READING TEXT:
◇ ◇ ◇
Ma’an News Agency | – –
JERUSALEM (Ma’an) — The Palestinian Authority Committee for Prisoners’ Affairs on Tuesday accused Israel of concealing a 43-day long hunger strike being undertaken by a Palestinian prisoner.
Hanan al-Khatib, a lawyer with the committee, said the Israeli authorities had attempted to keep prisoner Muhammad al-Mahr out of the public eye by not notifying any of the appropriate Palestinian authorities that he was on hunger strike.
Khatib visited al-Mahr at a hospital in Tiberias in northern Israel on Tuesday, where she said the man’s arms and legs were cuffed to his bed.
It was unclear when al-Mahr was transferred from prison to the civilian hospital.
Al-Mahr was arrested on Nov. 2 for alleged possession of a knife with the intention of assaulting Israeli soldiers near a military checkpoint in Jenin.
He denies the charges and went on hunger strike to demand his release from Israeli custody.
Palestinians regularly go on hunger strike to protest their prison sentences and conditions.
Muhammad al-Qiq, a 33-year-old journalist, has gained widespread attention for a hunger strike now in its 85th day that has brought him close to death.
Another prisoner, Rabie Atta Muhammad Jibril, was moved on Tuesday from the Negev Prison to Soroka Hospital in southern Israel after he fell into a coma on the sixth day of a hunger strike.
Both al-Qiq and Jibril went on hunger strike to protest their administrative detention — an Israeli policy that allows Palestinians to be held without charge or trial indefinitely.
Israel has negotiated in cases of hunger strikes launched by Palestinian prisoners in the past out of fear that prisoners’ deaths could spark unrest in the occupied Palestinian territory, but there has been unrest in the territory for months now.
Palestinian Prisoners’ Society head Qadura Fares said earlier this month that the Israeli security establishment now believes it has “nothing to lose” by failing to release al-Qiq before his death.
◇ ◇ ◇
RAW DATA:
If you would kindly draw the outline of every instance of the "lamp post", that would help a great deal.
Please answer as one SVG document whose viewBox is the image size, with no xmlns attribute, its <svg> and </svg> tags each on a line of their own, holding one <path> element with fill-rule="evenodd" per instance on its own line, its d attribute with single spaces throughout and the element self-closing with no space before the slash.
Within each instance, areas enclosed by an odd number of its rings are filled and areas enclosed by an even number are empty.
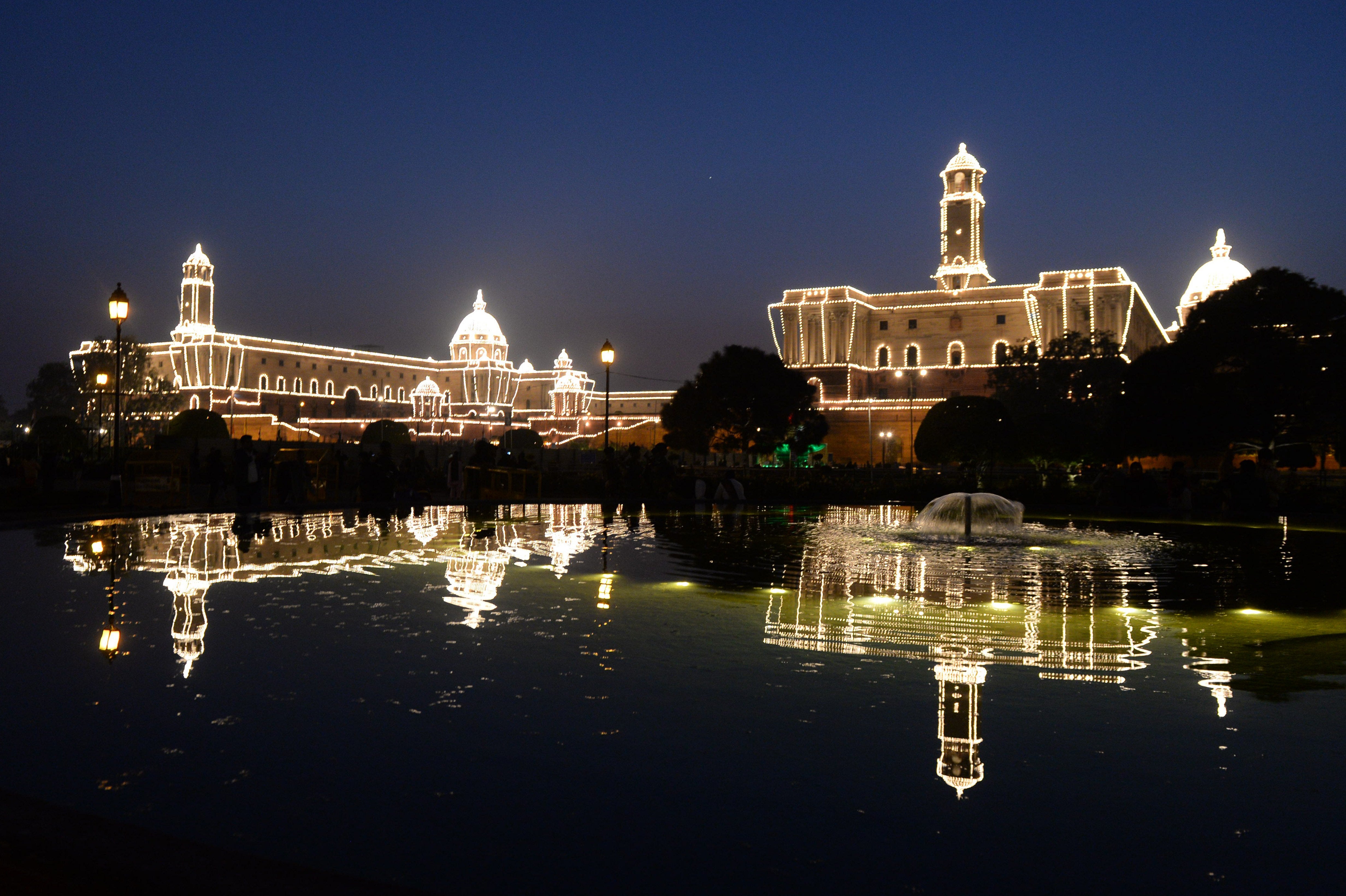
◇ ◇ ◇
TASK INSTRUCTIONS:
Extract from the news article the passage from "He denies the" up to and including "close to death.". Use only the news article to complete the work.

SOLUTION TO THE PROBLEM:
He denies the charges and went on hunger strike to demand his release from Israeli custody.
Palestinians regularly go on hunger strike to protest their prison sentences and conditions.
Muhammad al-Qiq, a 33-year-old journalist, has gained widespread attention for a hunger strike now in its 85th day that has brought him close to death.